» Da svolgere
Riscrivi in forma più breve il paragrafo del brano riportato che comincia con «La Corte nell'esaminare la doglianza», conservandone i fatti principali.

» Brano riportato
━━━━━━━━
La Regione ricorrente lamentava, con riferimento alla prima, che essa costituisse una indebita prosecuzione dell’attività di controllo censurata dalla Corte costituzionale con la sentenza n. 130 del 2014.
La Corte nell’esaminare la doglianza, chiarisce in primo luogo, con un’affermazione di principio[21] che trascende il singolo decisum, che il raccordo tra la funzione di controllo – di qualunque natura ̶ e quella giurisdizionale della Corte dei conti, nella forma della segnalazione della notitia damni[22] da parte degli organi deputati all’espletamento della prima, è legittimo, a condizione che vengano rispettate le regole del contraddittorio preprocessuale previste dall’art. 5 del d.l. n. 453 del 1993.
Nel caso specifico, tuttavia, la censura viene ritenuta fondata in ragione del rilievo che la segnalazione alla Procura contabile traeva origine da un’attività di controllo che, in quanto travolta dalla successiva sentenza n. 130 del 2014 della Corte costituzionale, è da considerarsi illegittima ex tunc.
━━━━━━━━
(Estratti di dati di etichettatura dei luoghi)
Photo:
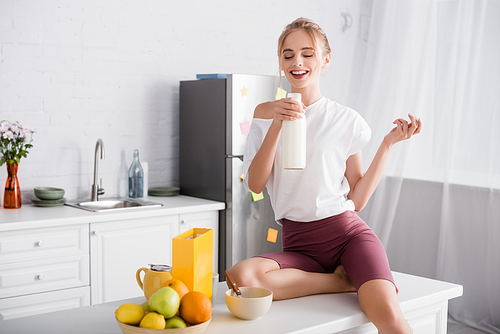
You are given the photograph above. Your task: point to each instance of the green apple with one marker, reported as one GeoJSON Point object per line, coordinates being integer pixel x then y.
{"type": "Point", "coordinates": [145, 307]}
{"type": "Point", "coordinates": [175, 322]}
{"type": "Point", "coordinates": [165, 301]}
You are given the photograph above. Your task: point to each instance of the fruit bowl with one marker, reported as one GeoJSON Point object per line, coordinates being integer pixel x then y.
{"type": "Point", "coordinates": [196, 329]}
{"type": "Point", "coordinates": [254, 304]}
{"type": "Point", "coordinates": [49, 193]}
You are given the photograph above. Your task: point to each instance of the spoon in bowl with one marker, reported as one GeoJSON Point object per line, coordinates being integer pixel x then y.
{"type": "Point", "coordinates": [232, 284]}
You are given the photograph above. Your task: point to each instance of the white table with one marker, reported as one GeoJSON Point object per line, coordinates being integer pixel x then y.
{"type": "Point", "coordinates": [423, 301]}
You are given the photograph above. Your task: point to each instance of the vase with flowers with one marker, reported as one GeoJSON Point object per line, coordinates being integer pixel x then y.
{"type": "Point", "coordinates": [15, 141]}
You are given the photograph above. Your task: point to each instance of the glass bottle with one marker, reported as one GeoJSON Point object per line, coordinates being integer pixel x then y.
{"type": "Point", "coordinates": [293, 140]}
{"type": "Point", "coordinates": [135, 177]}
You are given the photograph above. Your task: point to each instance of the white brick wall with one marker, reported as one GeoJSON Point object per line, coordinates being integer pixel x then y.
{"type": "Point", "coordinates": [88, 69]}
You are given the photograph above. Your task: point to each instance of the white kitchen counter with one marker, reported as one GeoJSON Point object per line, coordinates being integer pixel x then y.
{"type": "Point", "coordinates": [31, 216]}
{"type": "Point", "coordinates": [423, 301]}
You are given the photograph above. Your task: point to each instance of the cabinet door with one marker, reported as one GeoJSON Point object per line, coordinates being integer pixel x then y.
{"type": "Point", "coordinates": [209, 219]}
{"type": "Point", "coordinates": [17, 307]}
{"type": "Point", "coordinates": [118, 249]}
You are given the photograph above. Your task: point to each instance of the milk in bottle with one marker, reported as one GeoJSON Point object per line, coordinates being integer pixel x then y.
{"type": "Point", "coordinates": [293, 140]}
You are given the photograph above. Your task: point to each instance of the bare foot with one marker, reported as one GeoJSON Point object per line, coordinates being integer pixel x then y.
{"type": "Point", "coordinates": [344, 283]}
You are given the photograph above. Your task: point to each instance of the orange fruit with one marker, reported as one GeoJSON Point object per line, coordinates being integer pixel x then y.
{"type": "Point", "coordinates": [195, 308]}
{"type": "Point", "coordinates": [178, 286]}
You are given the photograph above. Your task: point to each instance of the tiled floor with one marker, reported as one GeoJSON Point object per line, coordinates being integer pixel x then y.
{"type": "Point", "coordinates": [460, 329]}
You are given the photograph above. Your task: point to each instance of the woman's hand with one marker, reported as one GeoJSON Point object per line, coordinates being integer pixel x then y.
{"type": "Point", "coordinates": [287, 109]}
{"type": "Point", "coordinates": [403, 130]}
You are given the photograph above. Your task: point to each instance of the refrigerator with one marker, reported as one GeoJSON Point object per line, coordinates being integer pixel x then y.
{"type": "Point", "coordinates": [216, 112]}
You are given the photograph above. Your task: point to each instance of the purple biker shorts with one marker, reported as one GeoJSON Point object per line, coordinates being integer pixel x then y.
{"type": "Point", "coordinates": [322, 245]}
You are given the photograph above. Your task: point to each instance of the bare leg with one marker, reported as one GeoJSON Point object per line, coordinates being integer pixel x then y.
{"type": "Point", "coordinates": [288, 283]}
{"type": "Point", "coordinates": [380, 304]}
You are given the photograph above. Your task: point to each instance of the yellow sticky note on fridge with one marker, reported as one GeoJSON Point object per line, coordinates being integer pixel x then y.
{"type": "Point", "coordinates": [272, 235]}
{"type": "Point", "coordinates": [257, 197]}
{"type": "Point", "coordinates": [280, 93]}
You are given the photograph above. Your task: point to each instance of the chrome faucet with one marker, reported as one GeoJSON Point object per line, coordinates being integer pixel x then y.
{"type": "Point", "coordinates": [96, 189]}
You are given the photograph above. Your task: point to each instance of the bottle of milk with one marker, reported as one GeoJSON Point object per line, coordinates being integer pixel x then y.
{"type": "Point", "coordinates": [293, 140]}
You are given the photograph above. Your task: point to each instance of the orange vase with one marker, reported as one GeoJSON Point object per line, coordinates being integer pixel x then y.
{"type": "Point", "coordinates": [12, 194]}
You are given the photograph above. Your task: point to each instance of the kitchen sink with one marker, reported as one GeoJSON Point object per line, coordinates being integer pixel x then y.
{"type": "Point", "coordinates": [110, 204]}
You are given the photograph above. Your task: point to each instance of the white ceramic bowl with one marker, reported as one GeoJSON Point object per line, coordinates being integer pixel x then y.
{"type": "Point", "coordinates": [254, 304]}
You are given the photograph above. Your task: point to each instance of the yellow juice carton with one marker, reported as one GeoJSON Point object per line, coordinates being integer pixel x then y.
{"type": "Point", "coordinates": [192, 259]}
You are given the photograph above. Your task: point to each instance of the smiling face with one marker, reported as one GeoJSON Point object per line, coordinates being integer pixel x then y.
{"type": "Point", "coordinates": [302, 61]}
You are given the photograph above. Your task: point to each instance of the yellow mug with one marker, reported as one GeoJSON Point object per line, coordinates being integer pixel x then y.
{"type": "Point", "coordinates": [154, 278]}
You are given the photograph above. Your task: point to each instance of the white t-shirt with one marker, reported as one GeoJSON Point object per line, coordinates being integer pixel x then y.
{"type": "Point", "coordinates": [334, 133]}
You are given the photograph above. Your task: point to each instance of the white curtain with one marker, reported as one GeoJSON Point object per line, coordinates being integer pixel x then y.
{"type": "Point", "coordinates": [437, 209]}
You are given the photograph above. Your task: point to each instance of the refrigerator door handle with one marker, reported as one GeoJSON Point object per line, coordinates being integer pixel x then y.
{"type": "Point", "coordinates": [235, 156]}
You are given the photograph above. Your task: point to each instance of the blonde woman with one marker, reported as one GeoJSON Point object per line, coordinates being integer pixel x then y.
{"type": "Point", "coordinates": [325, 243]}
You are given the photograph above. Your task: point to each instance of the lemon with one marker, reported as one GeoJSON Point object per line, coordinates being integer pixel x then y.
{"type": "Point", "coordinates": [153, 320]}
{"type": "Point", "coordinates": [130, 314]}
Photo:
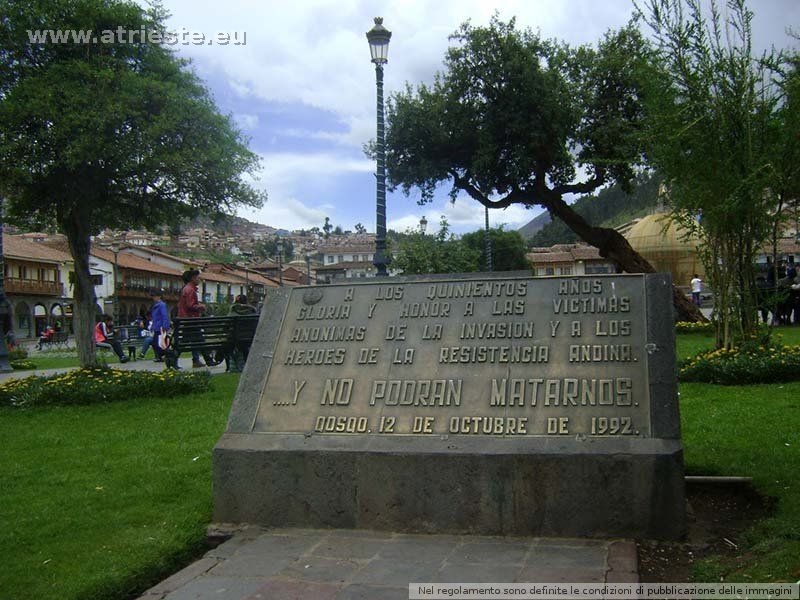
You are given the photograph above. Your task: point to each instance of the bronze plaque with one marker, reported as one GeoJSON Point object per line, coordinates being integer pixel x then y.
{"type": "Point", "coordinates": [476, 357]}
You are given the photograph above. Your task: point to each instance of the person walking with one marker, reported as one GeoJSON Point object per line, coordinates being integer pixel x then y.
{"type": "Point", "coordinates": [697, 287]}
{"type": "Point", "coordinates": [190, 307]}
{"type": "Point", "coordinates": [104, 337]}
{"type": "Point", "coordinates": [160, 321]}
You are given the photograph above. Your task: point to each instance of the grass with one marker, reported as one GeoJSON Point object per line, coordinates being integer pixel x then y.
{"type": "Point", "coordinates": [101, 501]}
{"type": "Point", "coordinates": [751, 431]}
{"type": "Point", "coordinates": [689, 344]}
{"type": "Point", "coordinates": [64, 359]}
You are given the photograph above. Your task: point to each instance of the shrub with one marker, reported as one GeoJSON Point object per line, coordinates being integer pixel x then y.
{"type": "Point", "coordinates": [90, 386]}
{"type": "Point", "coordinates": [17, 354]}
{"type": "Point", "coordinates": [750, 363]}
{"type": "Point", "coordinates": [22, 365]}
{"type": "Point", "coordinates": [696, 327]}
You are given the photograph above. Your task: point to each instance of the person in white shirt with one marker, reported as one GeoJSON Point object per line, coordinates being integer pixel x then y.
{"type": "Point", "coordinates": [697, 287]}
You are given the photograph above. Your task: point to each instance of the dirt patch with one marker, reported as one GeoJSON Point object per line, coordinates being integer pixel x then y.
{"type": "Point", "coordinates": [717, 516]}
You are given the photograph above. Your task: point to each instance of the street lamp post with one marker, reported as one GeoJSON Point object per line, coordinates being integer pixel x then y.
{"type": "Point", "coordinates": [4, 366]}
{"type": "Point", "coordinates": [378, 38]}
{"type": "Point", "coordinates": [280, 262]}
{"type": "Point", "coordinates": [115, 306]}
{"type": "Point", "coordinates": [488, 242]}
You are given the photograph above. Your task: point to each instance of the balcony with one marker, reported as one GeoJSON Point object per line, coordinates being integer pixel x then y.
{"type": "Point", "coordinates": [137, 290]}
{"type": "Point", "coordinates": [33, 287]}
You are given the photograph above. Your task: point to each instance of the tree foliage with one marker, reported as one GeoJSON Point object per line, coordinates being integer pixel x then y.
{"type": "Point", "coordinates": [719, 130]}
{"type": "Point", "coordinates": [269, 248]}
{"type": "Point", "coordinates": [514, 118]}
{"type": "Point", "coordinates": [609, 207]}
{"type": "Point", "coordinates": [416, 253]}
{"type": "Point", "coordinates": [119, 135]}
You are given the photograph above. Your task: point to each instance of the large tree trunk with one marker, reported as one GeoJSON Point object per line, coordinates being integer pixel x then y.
{"type": "Point", "coordinates": [613, 246]}
{"type": "Point", "coordinates": [85, 301]}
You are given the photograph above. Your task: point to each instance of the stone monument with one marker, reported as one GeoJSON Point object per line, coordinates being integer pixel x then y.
{"type": "Point", "coordinates": [489, 404]}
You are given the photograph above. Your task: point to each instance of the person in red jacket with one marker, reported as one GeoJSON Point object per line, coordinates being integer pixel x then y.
{"type": "Point", "coordinates": [104, 337]}
{"type": "Point", "coordinates": [190, 306]}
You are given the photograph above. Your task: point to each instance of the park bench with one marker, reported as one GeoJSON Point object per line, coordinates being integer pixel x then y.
{"type": "Point", "coordinates": [215, 338]}
{"type": "Point", "coordinates": [129, 338]}
{"type": "Point", "coordinates": [59, 339]}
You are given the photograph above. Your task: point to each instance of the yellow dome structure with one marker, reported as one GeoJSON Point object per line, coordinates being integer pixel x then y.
{"type": "Point", "coordinates": [667, 246]}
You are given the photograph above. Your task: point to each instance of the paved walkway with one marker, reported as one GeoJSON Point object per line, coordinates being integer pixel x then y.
{"type": "Point", "coordinates": [135, 365]}
{"type": "Point", "coordinates": [287, 564]}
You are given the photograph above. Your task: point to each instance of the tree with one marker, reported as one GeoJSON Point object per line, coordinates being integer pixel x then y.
{"type": "Point", "coordinates": [419, 254]}
{"type": "Point", "coordinates": [119, 135]}
{"type": "Point", "coordinates": [719, 130]}
{"type": "Point", "coordinates": [508, 249]}
{"type": "Point", "coordinates": [514, 119]}
{"type": "Point", "coordinates": [609, 207]}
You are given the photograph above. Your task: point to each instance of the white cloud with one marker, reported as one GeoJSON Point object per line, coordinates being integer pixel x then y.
{"type": "Point", "coordinates": [247, 121]}
{"type": "Point", "coordinates": [287, 213]}
{"type": "Point", "coordinates": [315, 52]}
{"type": "Point", "coordinates": [463, 216]}
{"type": "Point", "coordinates": [283, 170]}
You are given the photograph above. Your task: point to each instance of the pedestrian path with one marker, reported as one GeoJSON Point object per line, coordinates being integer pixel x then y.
{"type": "Point", "coordinates": [307, 564]}
{"type": "Point", "coordinates": [134, 365]}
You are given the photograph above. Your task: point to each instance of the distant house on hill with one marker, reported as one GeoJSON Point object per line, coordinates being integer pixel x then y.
{"type": "Point", "coordinates": [568, 259]}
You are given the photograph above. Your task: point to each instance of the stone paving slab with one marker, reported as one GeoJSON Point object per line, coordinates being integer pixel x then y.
{"type": "Point", "coordinates": [184, 363]}
{"type": "Point", "coordinates": [310, 564]}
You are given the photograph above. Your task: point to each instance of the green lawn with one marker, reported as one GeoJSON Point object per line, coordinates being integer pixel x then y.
{"type": "Point", "coordinates": [100, 501]}
{"type": "Point", "coordinates": [689, 344]}
{"type": "Point", "coordinates": [61, 360]}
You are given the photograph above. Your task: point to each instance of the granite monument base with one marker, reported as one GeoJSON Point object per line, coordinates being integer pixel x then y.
{"type": "Point", "coordinates": [360, 407]}
{"type": "Point", "coordinates": [537, 487]}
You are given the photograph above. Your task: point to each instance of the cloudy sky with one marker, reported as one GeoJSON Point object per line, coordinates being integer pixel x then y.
{"type": "Point", "coordinates": [303, 89]}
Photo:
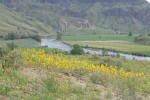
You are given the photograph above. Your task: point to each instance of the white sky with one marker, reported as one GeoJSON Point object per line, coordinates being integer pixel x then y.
{"type": "Point", "coordinates": [148, 1]}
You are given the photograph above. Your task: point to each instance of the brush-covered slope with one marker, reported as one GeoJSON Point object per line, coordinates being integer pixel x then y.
{"type": "Point", "coordinates": [13, 22]}
{"type": "Point", "coordinates": [103, 16]}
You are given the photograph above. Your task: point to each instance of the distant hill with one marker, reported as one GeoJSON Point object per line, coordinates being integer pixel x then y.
{"type": "Point", "coordinates": [101, 16]}
{"type": "Point", "coordinates": [13, 22]}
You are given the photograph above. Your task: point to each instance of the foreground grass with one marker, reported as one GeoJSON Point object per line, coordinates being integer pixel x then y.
{"type": "Point", "coordinates": [39, 76]}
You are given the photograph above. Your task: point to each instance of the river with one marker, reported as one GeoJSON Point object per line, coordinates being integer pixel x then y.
{"type": "Point", "coordinates": [52, 43]}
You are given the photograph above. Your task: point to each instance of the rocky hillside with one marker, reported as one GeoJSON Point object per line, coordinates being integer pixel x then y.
{"type": "Point", "coordinates": [13, 22]}
{"type": "Point", "coordinates": [102, 16]}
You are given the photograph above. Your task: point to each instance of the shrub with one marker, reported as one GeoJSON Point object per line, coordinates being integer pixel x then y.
{"type": "Point", "coordinates": [10, 36]}
{"type": "Point", "coordinates": [36, 37]}
{"type": "Point", "coordinates": [11, 46]}
{"type": "Point", "coordinates": [77, 50]}
{"type": "Point", "coordinates": [12, 59]}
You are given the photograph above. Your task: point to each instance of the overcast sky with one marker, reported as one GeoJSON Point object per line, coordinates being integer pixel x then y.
{"type": "Point", "coordinates": [148, 1]}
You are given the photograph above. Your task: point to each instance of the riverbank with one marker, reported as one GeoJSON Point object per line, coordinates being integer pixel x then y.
{"type": "Point", "coordinates": [52, 43]}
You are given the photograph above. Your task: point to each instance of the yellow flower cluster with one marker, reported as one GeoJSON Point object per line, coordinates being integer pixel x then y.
{"type": "Point", "coordinates": [60, 62]}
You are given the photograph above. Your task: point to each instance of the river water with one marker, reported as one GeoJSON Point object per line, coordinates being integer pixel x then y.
{"type": "Point", "coordinates": [52, 43]}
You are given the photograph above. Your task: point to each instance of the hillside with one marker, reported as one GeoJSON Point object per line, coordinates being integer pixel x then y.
{"type": "Point", "coordinates": [101, 16]}
{"type": "Point", "coordinates": [10, 21]}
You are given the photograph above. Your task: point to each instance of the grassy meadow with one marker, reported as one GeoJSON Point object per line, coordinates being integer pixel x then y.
{"type": "Point", "coordinates": [120, 43]}
{"type": "Point", "coordinates": [50, 74]}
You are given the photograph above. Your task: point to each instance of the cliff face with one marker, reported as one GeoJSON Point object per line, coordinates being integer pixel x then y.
{"type": "Point", "coordinates": [120, 16]}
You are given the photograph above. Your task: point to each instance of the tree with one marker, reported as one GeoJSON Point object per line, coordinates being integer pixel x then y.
{"type": "Point", "coordinates": [77, 50]}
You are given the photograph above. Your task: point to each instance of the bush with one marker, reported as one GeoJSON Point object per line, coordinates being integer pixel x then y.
{"type": "Point", "coordinates": [77, 50]}
{"type": "Point", "coordinates": [11, 46]}
{"type": "Point", "coordinates": [10, 36]}
{"type": "Point", "coordinates": [36, 37]}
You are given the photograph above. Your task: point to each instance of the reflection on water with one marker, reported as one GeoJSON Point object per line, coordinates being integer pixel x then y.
{"type": "Point", "coordinates": [52, 43]}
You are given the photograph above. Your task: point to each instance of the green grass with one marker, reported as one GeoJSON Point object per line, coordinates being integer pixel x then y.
{"type": "Point", "coordinates": [98, 38]}
{"type": "Point", "coordinates": [30, 82]}
{"type": "Point", "coordinates": [132, 65]}
{"type": "Point", "coordinates": [22, 42]}
{"type": "Point", "coordinates": [11, 21]}
{"type": "Point", "coordinates": [119, 46]}
{"type": "Point", "coordinates": [121, 43]}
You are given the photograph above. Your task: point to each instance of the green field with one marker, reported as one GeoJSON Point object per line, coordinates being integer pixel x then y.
{"type": "Point", "coordinates": [22, 42]}
{"type": "Point", "coordinates": [12, 22]}
{"type": "Point", "coordinates": [118, 42]}
{"type": "Point", "coordinates": [98, 37]}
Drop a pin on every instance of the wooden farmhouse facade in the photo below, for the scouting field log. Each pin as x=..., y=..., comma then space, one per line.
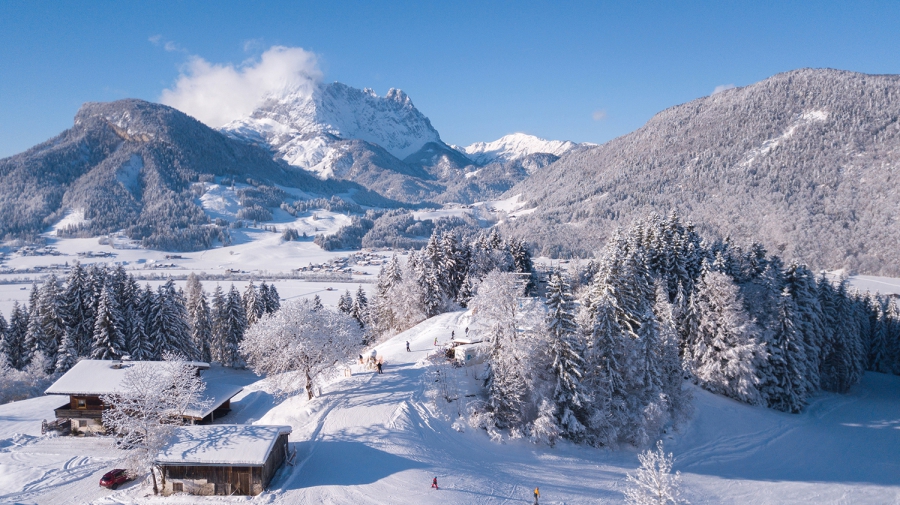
x=223, y=459
x=90, y=379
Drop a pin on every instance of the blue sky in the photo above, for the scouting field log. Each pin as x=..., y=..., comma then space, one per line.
x=582, y=71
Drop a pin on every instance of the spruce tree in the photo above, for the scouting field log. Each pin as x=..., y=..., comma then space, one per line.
x=201, y=326
x=219, y=324
x=726, y=354
x=14, y=340
x=108, y=341
x=169, y=330
x=786, y=388
x=67, y=355
x=254, y=305
x=235, y=324
x=567, y=363
x=345, y=304
x=360, y=309
x=77, y=299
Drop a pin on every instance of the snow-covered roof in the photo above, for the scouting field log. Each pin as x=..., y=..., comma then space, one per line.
x=102, y=377
x=218, y=393
x=99, y=376
x=221, y=444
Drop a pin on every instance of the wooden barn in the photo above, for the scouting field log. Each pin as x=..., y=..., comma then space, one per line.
x=89, y=379
x=223, y=459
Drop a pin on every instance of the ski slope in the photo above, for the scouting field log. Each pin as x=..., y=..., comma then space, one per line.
x=373, y=438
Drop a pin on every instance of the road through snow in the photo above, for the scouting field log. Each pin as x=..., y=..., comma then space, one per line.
x=381, y=439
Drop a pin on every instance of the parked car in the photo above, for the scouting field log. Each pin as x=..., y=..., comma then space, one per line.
x=113, y=478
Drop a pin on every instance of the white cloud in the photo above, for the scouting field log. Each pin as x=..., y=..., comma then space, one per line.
x=218, y=93
x=168, y=45
x=722, y=87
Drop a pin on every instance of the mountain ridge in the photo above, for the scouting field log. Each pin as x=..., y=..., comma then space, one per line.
x=806, y=159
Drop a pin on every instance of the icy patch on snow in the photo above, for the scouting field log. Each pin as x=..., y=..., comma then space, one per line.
x=220, y=201
x=73, y=217
x=129, y=173
x=809, y=117
x=515, y=146
x=424, y=215
x=511, y=204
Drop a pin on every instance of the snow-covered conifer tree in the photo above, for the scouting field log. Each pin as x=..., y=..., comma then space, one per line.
x=345, y=303
x=14, y=339
x=79, y=317
x=495, y=306
x=786, y=387
x=567, y=362
x=254, y=305
x=218, y=315
x=360, y=308
x=109, y=342
x=201, y=324
x=726, y=353
x=654, y=483
x=234, y=326
x=67, y=355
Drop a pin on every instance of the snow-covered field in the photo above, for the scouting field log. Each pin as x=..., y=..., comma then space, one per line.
x=381, y=438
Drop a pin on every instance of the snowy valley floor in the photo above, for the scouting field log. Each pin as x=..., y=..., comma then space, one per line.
x=381, y=438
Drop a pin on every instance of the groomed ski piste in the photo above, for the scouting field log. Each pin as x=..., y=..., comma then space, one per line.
x=373, y=438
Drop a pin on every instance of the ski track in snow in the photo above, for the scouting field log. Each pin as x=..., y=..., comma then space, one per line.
x=373, y=438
━━━━━━━━
» Soluzione esercizio
La Corte afferma un principio generale: il raccordo tra la funzione di controllo (di qualunque natura) e quella giurisdizionale della Corte dei conti è legittimo. Questo raccordo avviene tramite la segnalazione della notitia damni da parte degli organi di controllo. La condizione è che si rispettino le regole del contraddittorio preprocessuale previste dall'art. 5 del d.l. n. 453 del 1993.